GOAL:
Take the entries below and print all of them exactly, please.

RAW DATA:
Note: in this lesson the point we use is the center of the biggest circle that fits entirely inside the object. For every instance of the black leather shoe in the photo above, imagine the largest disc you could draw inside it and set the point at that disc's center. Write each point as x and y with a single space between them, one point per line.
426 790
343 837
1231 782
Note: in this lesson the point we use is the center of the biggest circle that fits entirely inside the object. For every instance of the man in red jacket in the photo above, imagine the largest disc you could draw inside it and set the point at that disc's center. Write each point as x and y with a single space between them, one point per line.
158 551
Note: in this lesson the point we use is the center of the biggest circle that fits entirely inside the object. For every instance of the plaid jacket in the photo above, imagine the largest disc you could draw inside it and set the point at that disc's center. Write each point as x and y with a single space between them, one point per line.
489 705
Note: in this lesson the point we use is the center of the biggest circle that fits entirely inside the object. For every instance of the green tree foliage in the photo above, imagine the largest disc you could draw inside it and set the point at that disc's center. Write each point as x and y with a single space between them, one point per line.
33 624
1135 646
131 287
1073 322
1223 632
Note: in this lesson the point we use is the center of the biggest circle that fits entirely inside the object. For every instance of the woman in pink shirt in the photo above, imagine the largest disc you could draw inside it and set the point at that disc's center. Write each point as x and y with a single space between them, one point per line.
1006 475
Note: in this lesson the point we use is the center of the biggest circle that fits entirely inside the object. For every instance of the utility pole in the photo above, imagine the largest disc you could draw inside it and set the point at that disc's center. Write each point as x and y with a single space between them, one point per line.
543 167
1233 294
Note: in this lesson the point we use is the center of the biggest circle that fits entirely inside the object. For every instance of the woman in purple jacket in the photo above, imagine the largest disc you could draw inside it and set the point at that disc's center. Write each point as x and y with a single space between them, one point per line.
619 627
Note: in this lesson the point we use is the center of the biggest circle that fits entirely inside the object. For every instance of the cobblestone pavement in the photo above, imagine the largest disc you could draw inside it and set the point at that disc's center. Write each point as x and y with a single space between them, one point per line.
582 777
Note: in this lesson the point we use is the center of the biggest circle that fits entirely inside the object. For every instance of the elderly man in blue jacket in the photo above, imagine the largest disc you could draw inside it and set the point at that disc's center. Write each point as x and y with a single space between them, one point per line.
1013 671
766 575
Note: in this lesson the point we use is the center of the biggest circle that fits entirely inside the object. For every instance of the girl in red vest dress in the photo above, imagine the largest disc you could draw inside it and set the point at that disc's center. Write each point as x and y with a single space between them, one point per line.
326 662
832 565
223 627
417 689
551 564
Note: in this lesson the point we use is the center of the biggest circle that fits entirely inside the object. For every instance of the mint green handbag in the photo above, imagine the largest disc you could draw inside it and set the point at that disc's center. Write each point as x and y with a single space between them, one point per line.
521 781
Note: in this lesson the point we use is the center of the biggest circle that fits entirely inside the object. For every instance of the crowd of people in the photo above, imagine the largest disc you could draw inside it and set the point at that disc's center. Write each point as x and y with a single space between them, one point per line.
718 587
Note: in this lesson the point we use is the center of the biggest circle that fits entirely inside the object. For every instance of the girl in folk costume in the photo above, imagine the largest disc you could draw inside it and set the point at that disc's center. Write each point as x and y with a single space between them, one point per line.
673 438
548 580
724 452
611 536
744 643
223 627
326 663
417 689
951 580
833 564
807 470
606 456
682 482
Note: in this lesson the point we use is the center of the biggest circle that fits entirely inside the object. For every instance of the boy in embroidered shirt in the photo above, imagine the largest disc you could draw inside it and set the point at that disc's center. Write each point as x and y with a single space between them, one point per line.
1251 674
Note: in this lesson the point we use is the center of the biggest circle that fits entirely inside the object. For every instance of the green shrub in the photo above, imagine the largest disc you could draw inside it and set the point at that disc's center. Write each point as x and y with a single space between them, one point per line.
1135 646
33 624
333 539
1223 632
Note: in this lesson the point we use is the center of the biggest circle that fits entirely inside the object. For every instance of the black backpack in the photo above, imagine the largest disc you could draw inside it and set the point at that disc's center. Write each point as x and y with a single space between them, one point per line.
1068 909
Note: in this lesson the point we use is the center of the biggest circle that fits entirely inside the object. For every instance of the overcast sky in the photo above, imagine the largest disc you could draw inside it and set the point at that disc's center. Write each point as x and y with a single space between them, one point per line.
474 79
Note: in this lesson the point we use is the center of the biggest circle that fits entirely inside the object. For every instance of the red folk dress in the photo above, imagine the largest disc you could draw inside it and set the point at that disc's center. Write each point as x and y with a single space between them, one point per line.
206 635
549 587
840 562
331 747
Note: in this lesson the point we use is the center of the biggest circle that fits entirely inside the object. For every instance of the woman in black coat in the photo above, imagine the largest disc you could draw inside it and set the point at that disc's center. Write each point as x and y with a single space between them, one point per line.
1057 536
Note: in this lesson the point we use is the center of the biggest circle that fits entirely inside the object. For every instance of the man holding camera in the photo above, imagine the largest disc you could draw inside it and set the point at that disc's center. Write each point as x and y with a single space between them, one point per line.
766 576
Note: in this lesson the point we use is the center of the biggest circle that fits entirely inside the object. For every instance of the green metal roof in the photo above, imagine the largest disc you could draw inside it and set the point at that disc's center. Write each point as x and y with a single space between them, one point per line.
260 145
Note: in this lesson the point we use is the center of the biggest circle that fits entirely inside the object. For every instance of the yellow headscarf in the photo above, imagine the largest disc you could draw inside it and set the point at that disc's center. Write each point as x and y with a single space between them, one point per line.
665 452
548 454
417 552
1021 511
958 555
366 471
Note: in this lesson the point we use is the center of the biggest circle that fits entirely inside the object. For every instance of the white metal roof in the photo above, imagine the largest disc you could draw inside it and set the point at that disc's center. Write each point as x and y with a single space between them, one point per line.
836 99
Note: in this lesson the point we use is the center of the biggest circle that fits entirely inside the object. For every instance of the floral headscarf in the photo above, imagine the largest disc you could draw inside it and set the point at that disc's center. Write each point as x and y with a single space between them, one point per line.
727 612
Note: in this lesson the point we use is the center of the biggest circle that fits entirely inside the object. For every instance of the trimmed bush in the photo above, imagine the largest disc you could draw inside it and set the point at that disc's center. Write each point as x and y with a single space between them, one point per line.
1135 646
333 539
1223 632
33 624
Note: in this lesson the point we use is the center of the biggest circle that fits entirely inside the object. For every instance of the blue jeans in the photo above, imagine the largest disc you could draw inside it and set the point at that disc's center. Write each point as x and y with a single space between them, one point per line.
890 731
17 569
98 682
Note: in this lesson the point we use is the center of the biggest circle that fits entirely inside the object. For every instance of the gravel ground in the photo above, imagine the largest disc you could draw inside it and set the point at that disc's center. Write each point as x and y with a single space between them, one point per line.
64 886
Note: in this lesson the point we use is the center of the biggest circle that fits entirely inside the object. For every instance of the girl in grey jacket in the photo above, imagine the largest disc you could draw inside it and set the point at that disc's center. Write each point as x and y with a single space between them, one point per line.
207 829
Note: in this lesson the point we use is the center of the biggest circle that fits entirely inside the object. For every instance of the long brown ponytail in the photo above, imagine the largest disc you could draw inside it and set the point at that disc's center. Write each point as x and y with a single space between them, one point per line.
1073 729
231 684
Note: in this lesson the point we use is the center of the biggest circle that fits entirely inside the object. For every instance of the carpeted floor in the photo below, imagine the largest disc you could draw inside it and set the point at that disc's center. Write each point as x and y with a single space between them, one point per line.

EXPECTED OUTPUT:
Note: in this lesson the point we use is the center of the biggest circle that fits entirely inside the object. For every instance of the black leather shoe in the photo above, imagine the largest disc you could draw inside it and set the point at that disc's center. Write each point as x and y with a single space between them, one point per line.
426 790
343 837
1231 782
Note: in this lesson the point we use is the center of the biggest circle that fits entirely inside the object. For every instance of the man in red jacket in the photo above, imagine the largest disc you could draw inside it and set the point at that disc's center. Write each point as x and y with a single space between them, one point per line.
158 551
Note: in this lesson the point we use is the center of the biggest circle that fits entirely inside the object. For every instance of the plaid jacket in the photo above, imagine the largest disc you could draw inside it and set the point at that disc's center. Write each point as x and y with a single space between them, one point per line.
489 705
Note: in this lesson the point we use is the center of the biggest circle that fits entirely inside the object. For every instance of the green tree foliage in the photo above, imagine the largest disc you could draw inside it and set the point at that disc's center. Write each point as x and y with a single space between them, one point per line.
33 624
1135 646
131 287
1073 322
1223 632
Note: in this lesson the point we use is the center of the biggest circle that fits entirely inside the object. For every instance of the woman in pink shirt in the photo above, imagine the largest disc you could draw inside it and set the point at that disc's center. Write each point as x and y with a single space between them, one point per line.
1006 475
Note: in this lesson the point we use is the center of the biggest circle that fits entirely inside the object. For every instance of the utility pole in the photo above, imagine the largest disc you could draw inside it and set the point at that disc's center. Write each point as x and y with a single space between them, one point per line.
543 167
1233 294
Note: in this lesson the point we use is the center of the biggest circle that fits entirely inside the object. For every instance of the woman in purple jacket in the photo above, imagine the largest disc you could draw inside it and set the point at that disc's center. Write each point as x and y with a single space between them, one point per line.
619 627
Note: in this lesson the point we use is the center of the biggest circle that fits entirely inside the object. For every instance of the cobblestone pavement in the photo above, imagine the largest disc you could draw inside it and set the point at that disc's center. Write each point as x and y with a single space between them, one point per line.
582 777
Note: in this lesson the point we use is the center of the biggest circle that fits entirely inside the object. For every instance of the elderly man in blue jacket in the photo above, imagine the largest disc you could draw inside it and set the point at that disc's center. Write each point as x and y with a single space between them, one point per line.
1013 671
766 575
Note: in this lesson the point we use is the center of the biggest circle that fits entirely inside the object. For every instance of the girl in red vest dress in the photo above, imagine the largest disc you could draw inside it and set the point at that disc's center. Write each point as x and y with a single space between them, one point per line.
326 662
832 565
223 627
417 689
551 564
Note: in this lesson the point we use is the center of the biggest circle that fits entirely inside the object. For every instance of the mint green handbag in the photo above, imagine the largest disc you could draw inside it and set the point at that disc's center. Write each point as x and y with a single space between them, one point per line.
521 781
Note: in this lesson the point we use is the center of the biggest circle that fits entirely inside the object. For every instance of the crowd of people in the photo above, imagine the largest disc you could draw inside it and set the point at that disc's center. Write each point as x and y with a single space between them, one point per line.
718 587
Note: in this lesson the point we use is the center of the biggest circle that fits entirely inside the object. For every instance of the girl in folk costume in the photo above, imagine the largest disc you could draw inside it and set the point at that disc's center. Write each point as x and y with a single space between them, one point per line.
673 438
548 580
724 452
611 536
744 643
223 627
326 663
417 689
951 580
833 564
807 470
606 456
682 482
Note: in this lesson the point we use is the center of the biggest circle that fits entirely inside the object. For every instance of the boy in embroidered shirt in the photo above, imagine the largest disc you could draw inside it and set the point at that disc's center. Write each point as x and y with a single space between them, one point per line.
1251 674
Note: in this lesson the point we use is the center of the biggest circle that fits entirely inside the object. For every instance of the green shrub in the photo above, imagine the largest disc you could draw inside it and set the point at that disc's center. Write each point as x and y with a single space between them, one point per line.
1135 646
33 624
333 539
1223 632
Note: in this lesson the point we use is the center of the biggest circle that fits entirely inside the object. For every instance of the black backpack in the photo above, imagine the largest disc you could draw inside it and set the point at that disc's center. Write each point as x and y with a single space between them, one point per line.
1068 909
Note: in this lesson the point we use is the center of the biggest circle that fits entirely inside the object. For every instance of the overcast sky in the photo above, imagine the largest disc you could draw inside it and set the point at that disc's center. Write each point as x and y with a single space between them, one point per line.
474 79
Note: in this lesson the point we use is the center of the biggest circle that fits entirely inside the object. For every instance of the red folk dress in the photo above, imagine the largest disc you could draw inside it and set the point at that disc's center. Write each point as x and y with a single space between them, one point per line.
206 635
549 587
840 562
331 747
Note: in this lesson the point we use is the center of the biggest circle that fits entirely inside the object. For every instance of the woman in black coat in the photo above, imagine the largest disc you could draw inside it and set the point at that disc's center. Write each point as x and y with a single space between them, one point per line.
1057 536
Note: in this lesson the point we use is the center of the biggest circle that fits entirely inside the object. For every instance of the man holding camera in the photo above, imagine the largest disc you could draw inside it and set the point at that disc's center. Write each point as x and y with a single space between them, one point per line.
766 576
Note: in this lesson the point we use is the center of the biggest circle that fits entirely inside the object. For every instance of the green metal roof in the photo above, imagine the largest disc you could draw inside it and set the point at that disc's center. Write each point as x and y with a single space between them, one point per line.
260 145
Note: in this lesson the point we use is the center of the biggest circle that fits entirely inside the object. For every instance of the yellow headscarf in the photo above, imagine the largest disc you could draw inside it and set the point at that disc's center. Write each point as x and y with a single space between them, one point per line.
665 452
548 454
417 552
1021 511
958 555
366 471
Note: in this lesson the point we use is the center of the biggest circle that fits entirely inside the object. For every instance of the white metal roof in the photo above, imagine the largest disc you could draw inside it and set the point at that disc's center. Write each point as x and y with a single space between them, one point per line.
836 99
Note: in this lesson the point we use is the center of the biggest circle that fits entirely inside the object. For every instance of the floral headscarf in the photo above, imagine the largest disc you could draw inside it and set the point at that disc's center. Write each point as x and y with a single space between them, one point per line.
727 612
Note: in this lesson the point we use is the center of the biggest circle that fits entirely inside the object. For every instance of the trimmed bush in the photo above, imagine the largest disc you could draw inside it and set the point at that disc's center. Write each point as x and y with a single space between them, one point per line.
1135 646
333 539
1223 632
33 624
Note: in this lesson the point we use is the center of the biggest circle that fits entirely inside the object. For every instance of the blue jeans in the photo above, imagine the largest disc you could draw inside it and set the point at that disc's center. Write each point as x and y with a single space between them, one point per line.
890 731
17 569
98 682
Note: in this lesson the point we use is the center of the biggest circle that fits entirely inside the object. For every instance of the gravel ground in the photo above, imagine the largest disc you could draw inside it and set the point at that disc's center. Write each point as x and y with a single space between them, one point per line.
64 886
Note: in this lesson the point we use is the center of the biggest circle that fits entirely inside the object. For every instance of the girl in grey jacket in the photo above, imagine the largest disc you could draw inside it and set the point at that disc's center. Write each point as x and y with a single space between them, one point per line.
207 829
Note: in this lesson the point we use is the center of the biggest circle that fits entirely inside the object. For every instance of the long brown ponytail in the photo above, imagine the largest disc you could draw inside it and set the point at that disc's center. Write each point as x and y with a single space between them, one point per line.
1073 729
231 684
Note: in this lesson the point we use is the center of the biggest circle that fits entirely inside the object. For every instance of the carpeted floor in the photo below, imagine the largest disc you could draw inside it and set the point at that disc's center. Write each point as x and y with a single space between them, one point per line.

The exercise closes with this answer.